Excerpt:
----

Atrial fibrillation (AF) is a common cardiac arrhythmia and is one of the major causes of ischemic stroke. In addition to the clinical factors such as CHADS2 or CHADS2-VASC score, the impact of genetic factors on the risk of thromboembolic stroke in patients with AF has been largely unknown. Single-nucleotide polymorphisms in several genomic regions have been found to be associated with AF. However, these loci do not contribute to all the genetic risks of AF or AF related thromboembolic risks, suggesting that there are other genetic factors or variants not yet discovered. In the human genome, copy number variations (CNVs) could also contribute to disease susceptibility. In the present study, we sought to identify CNVs determining the AF-related thromboembolic risk. Using a genome-wide approach in 109 patients with AF and thromboembolic stroke and 14,666 controls from the Taiwanese general population (Taiwan Biobank), we first identified deletions in chromosomal regions 1p36.32-1p36.33, 5p15.33, 8q24.3 and 19p13.3 and amplifications in 14q11.2 that were significantly associated with AF-related stroke in the Taiwanese population. In these regions, 148 genes were involved, including several microRNAs and long non-recoding RNAs. Using a pathway analysis, we found deletions in GNB1
, and GNG7
genes related to the alpha-adrenergic receptor signaling pathway that play a major role in determining the risk of an AF-related stroke. In conclusion, CNVs may be genetic predictors of a risk of a thromboembolic stroke for patients with AF, possibly pointing to an impaired alpha-adrenergic signaling pathway in the mechanism of AF-related thromboembolism.

----

Point localization data:
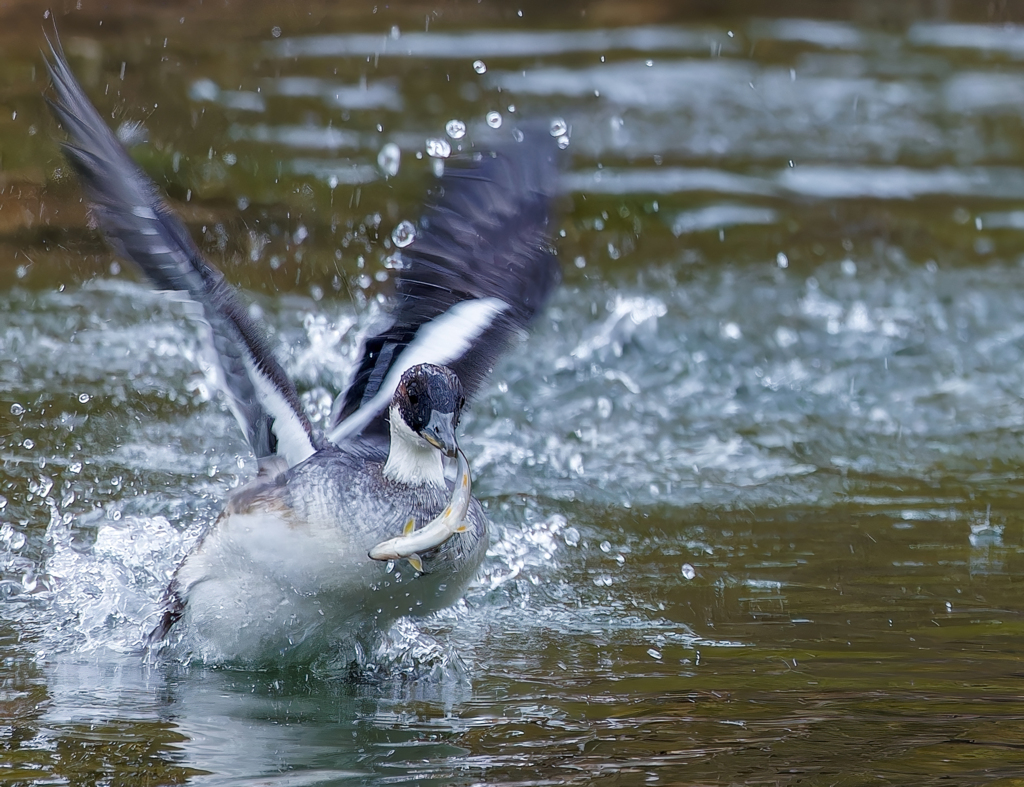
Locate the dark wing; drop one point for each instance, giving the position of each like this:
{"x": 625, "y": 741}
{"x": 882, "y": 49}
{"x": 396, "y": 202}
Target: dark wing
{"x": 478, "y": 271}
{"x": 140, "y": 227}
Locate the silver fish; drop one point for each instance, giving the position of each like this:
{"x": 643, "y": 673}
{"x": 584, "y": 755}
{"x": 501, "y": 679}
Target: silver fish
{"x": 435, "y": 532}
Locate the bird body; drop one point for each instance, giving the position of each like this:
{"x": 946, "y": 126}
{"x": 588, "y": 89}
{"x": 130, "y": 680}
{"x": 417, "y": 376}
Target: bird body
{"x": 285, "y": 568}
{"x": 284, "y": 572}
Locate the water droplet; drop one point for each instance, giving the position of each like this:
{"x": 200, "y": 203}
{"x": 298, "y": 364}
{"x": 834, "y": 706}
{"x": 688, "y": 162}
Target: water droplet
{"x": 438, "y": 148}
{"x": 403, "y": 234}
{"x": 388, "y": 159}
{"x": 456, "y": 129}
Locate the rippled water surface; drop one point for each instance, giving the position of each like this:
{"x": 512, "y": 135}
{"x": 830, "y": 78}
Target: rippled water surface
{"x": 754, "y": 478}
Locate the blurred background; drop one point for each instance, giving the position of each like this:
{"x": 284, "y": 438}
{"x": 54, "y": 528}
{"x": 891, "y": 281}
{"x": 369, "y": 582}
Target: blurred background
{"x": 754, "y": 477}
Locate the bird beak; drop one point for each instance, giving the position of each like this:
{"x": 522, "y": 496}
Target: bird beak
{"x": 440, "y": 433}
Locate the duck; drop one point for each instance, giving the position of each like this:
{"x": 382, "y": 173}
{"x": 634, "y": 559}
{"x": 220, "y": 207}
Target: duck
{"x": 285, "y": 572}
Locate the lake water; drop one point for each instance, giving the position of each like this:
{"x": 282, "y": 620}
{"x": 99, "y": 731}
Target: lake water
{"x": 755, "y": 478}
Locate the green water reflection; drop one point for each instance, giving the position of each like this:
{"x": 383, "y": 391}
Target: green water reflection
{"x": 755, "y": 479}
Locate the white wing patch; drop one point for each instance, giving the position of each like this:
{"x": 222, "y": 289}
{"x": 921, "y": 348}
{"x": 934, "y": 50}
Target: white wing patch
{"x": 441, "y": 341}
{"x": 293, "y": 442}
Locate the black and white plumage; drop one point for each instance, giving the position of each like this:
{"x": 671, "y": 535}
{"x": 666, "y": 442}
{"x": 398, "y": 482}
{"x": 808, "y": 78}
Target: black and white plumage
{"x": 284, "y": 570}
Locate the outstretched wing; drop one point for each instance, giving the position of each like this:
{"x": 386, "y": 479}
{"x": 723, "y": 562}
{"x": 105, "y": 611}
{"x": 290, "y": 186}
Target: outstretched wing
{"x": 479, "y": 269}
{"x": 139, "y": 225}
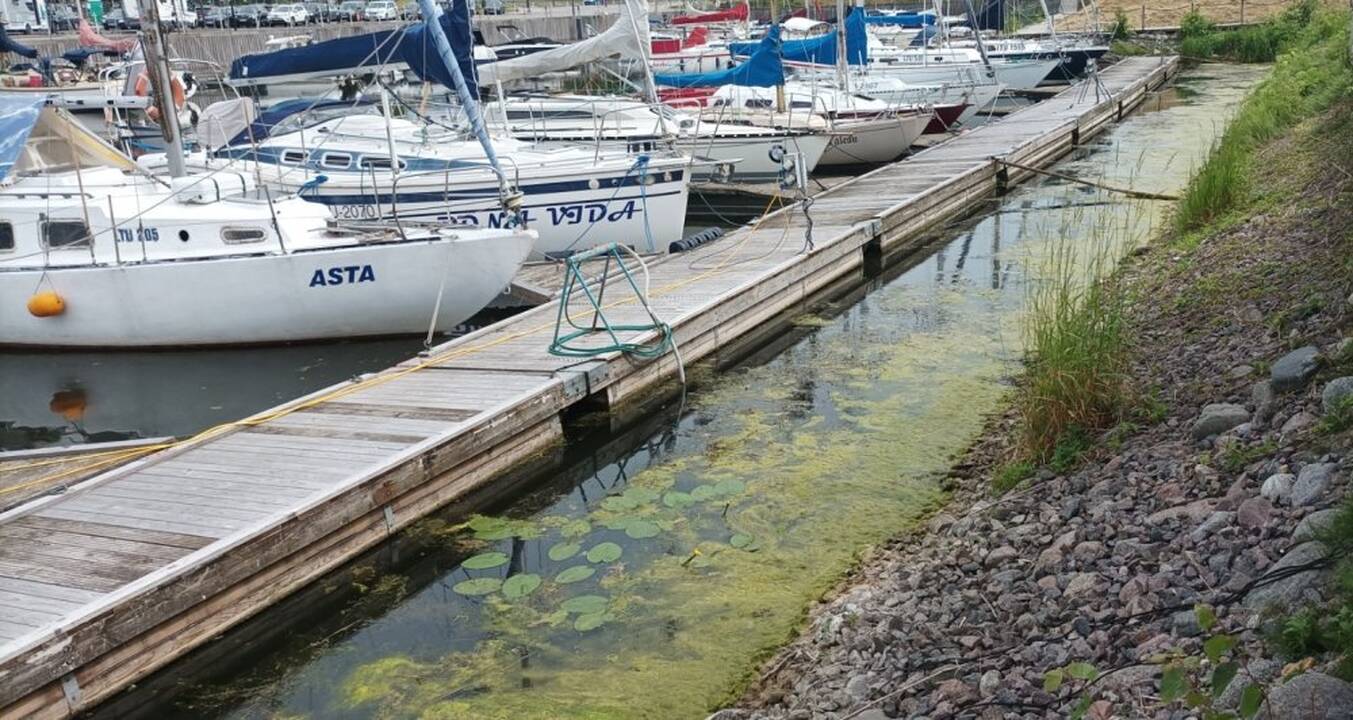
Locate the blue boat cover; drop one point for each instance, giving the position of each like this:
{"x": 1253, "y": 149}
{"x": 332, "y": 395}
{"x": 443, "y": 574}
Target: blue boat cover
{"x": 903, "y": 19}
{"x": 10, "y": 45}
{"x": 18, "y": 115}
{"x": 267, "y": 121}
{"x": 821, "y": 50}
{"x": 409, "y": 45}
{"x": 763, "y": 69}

----

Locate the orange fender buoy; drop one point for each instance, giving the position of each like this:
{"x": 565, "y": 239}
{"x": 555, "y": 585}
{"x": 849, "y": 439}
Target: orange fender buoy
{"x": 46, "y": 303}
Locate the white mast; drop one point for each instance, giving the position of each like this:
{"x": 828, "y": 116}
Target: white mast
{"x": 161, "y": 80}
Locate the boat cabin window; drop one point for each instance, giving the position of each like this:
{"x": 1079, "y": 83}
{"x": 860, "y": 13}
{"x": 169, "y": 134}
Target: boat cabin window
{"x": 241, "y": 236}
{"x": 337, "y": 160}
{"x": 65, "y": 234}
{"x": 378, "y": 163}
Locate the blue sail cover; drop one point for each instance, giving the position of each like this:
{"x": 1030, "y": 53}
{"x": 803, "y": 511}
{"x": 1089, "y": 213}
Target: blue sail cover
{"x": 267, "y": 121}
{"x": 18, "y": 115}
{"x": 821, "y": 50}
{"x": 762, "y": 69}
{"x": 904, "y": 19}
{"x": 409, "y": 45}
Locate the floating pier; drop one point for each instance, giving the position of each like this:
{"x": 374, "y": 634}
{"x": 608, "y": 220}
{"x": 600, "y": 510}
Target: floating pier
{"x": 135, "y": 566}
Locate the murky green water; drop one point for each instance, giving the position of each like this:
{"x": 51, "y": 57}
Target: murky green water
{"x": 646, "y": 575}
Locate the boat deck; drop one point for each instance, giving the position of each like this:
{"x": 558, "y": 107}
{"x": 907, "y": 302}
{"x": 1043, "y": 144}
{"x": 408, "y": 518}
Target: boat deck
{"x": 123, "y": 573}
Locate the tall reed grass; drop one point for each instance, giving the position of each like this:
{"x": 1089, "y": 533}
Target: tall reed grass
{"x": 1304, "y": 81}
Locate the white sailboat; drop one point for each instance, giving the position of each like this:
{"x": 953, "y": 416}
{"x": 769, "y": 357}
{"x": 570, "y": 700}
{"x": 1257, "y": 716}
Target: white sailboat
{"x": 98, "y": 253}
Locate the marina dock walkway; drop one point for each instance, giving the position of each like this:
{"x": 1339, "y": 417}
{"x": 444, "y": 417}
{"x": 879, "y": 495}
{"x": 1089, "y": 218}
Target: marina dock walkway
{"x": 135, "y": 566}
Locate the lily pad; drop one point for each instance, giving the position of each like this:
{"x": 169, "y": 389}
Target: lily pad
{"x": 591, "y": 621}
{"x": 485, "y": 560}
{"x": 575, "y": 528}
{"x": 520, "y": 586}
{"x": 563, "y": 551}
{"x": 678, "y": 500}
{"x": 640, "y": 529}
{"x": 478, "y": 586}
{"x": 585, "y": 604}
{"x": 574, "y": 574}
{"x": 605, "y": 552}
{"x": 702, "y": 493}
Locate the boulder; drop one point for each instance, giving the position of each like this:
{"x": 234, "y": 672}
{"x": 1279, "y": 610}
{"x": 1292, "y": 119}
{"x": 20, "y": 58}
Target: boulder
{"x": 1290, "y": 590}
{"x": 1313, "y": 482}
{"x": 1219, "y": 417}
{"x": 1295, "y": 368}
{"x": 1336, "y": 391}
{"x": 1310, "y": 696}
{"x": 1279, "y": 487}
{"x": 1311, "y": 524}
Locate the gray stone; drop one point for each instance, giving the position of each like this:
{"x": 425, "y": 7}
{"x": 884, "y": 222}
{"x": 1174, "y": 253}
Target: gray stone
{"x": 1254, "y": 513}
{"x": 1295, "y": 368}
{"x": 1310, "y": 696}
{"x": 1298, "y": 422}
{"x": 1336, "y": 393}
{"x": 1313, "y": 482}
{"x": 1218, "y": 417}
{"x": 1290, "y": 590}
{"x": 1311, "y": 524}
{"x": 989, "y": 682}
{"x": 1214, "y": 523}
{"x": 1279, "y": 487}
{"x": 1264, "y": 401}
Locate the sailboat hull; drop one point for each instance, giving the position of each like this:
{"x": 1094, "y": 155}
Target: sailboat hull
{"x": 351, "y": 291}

----

Instructions to follow:
Answer from the abstract on atrial fibrillation and stroke:
(a) How many patients with AF and thromboembolic stroke, and how many controls, were studied?
(b) Which chromosomal region showed amplifications associated with AF-related stroke?
(c) How many genes were involved in the identified regions?
The listing is separate material with no connection to the abstract.

Result for this exercise:
(a) 109 patients and 14,666 controls.
(b) 14q11.2.
(c) 148 genes.